Dataset excerpt
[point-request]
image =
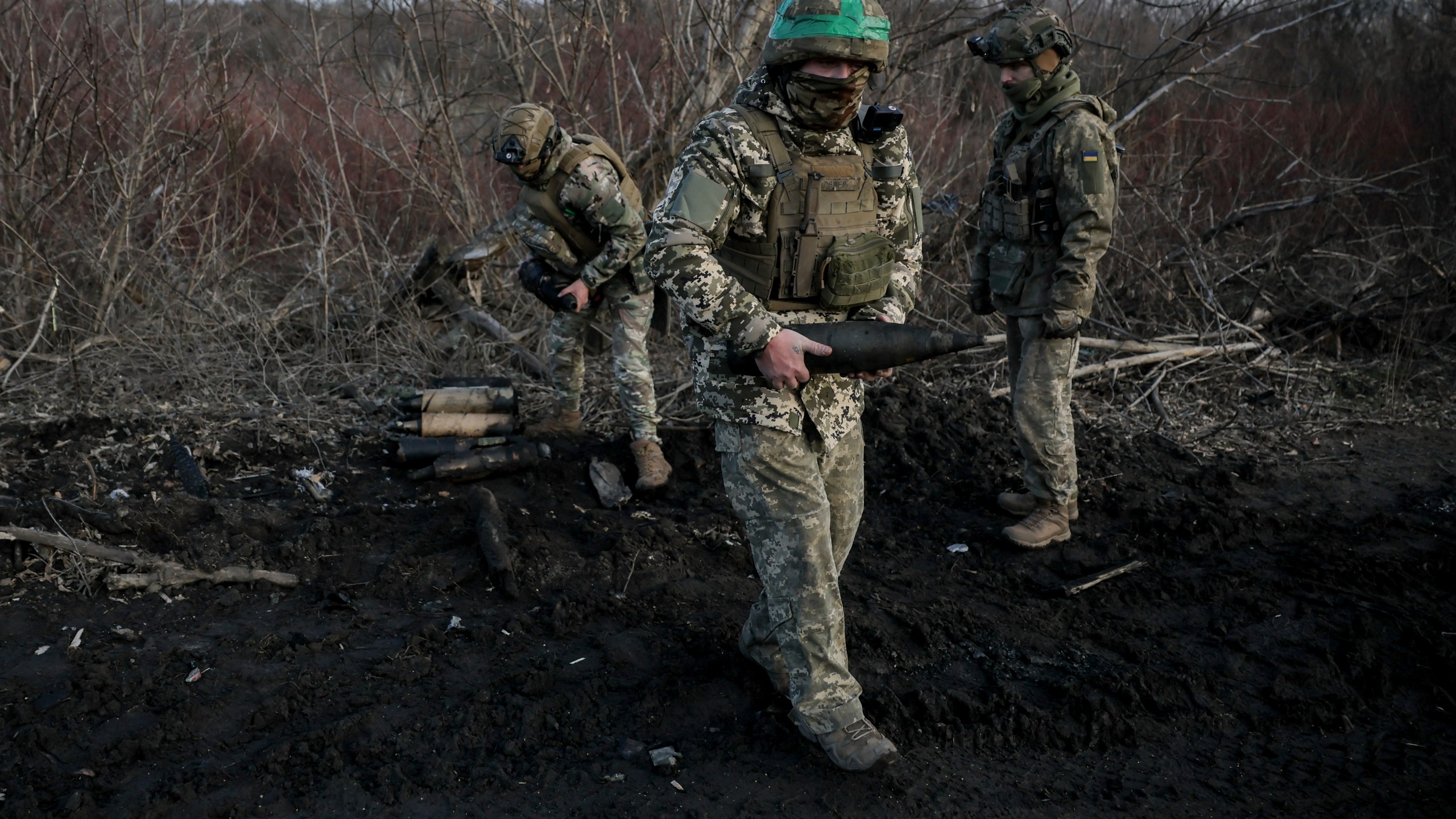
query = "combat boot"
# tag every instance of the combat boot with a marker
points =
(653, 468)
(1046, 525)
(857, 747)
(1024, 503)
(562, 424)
* * *
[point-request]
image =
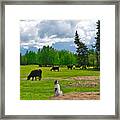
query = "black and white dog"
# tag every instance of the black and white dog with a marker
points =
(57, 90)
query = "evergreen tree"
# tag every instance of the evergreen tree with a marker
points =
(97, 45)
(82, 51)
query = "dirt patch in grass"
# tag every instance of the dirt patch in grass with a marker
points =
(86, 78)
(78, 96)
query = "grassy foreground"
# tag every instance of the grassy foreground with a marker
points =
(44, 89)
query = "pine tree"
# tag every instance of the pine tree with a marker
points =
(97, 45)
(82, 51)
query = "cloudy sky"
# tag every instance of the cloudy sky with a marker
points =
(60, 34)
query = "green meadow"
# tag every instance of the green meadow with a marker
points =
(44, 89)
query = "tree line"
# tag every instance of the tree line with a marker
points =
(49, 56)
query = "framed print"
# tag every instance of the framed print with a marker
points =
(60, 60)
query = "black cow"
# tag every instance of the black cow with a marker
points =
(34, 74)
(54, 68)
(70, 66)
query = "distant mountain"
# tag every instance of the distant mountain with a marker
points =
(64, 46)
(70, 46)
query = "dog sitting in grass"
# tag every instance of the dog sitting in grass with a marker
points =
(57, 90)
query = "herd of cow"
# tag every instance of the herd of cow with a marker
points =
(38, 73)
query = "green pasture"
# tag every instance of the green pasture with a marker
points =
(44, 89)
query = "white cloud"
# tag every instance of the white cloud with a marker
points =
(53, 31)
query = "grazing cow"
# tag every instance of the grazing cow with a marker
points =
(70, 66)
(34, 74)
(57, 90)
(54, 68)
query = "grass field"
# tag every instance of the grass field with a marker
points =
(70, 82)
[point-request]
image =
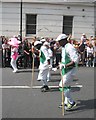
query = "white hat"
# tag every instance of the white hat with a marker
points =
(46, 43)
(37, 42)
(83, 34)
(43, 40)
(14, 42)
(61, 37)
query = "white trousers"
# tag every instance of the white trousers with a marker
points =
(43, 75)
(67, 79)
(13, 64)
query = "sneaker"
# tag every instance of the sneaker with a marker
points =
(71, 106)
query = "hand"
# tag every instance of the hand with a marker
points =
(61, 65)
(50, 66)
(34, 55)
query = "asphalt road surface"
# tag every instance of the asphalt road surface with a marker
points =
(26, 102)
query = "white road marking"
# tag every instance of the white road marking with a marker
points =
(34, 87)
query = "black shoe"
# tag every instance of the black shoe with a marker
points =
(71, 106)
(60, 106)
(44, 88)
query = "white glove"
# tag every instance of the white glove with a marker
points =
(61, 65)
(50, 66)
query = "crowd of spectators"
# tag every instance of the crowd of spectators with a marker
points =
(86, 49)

The task
Find every line in the entries above that contains the string "sitting" and copy each one. Matching is case-sensitive.

Expected answer
query = "dog sitting in grass"
# tag every instance of the dog sitting in grass with a marker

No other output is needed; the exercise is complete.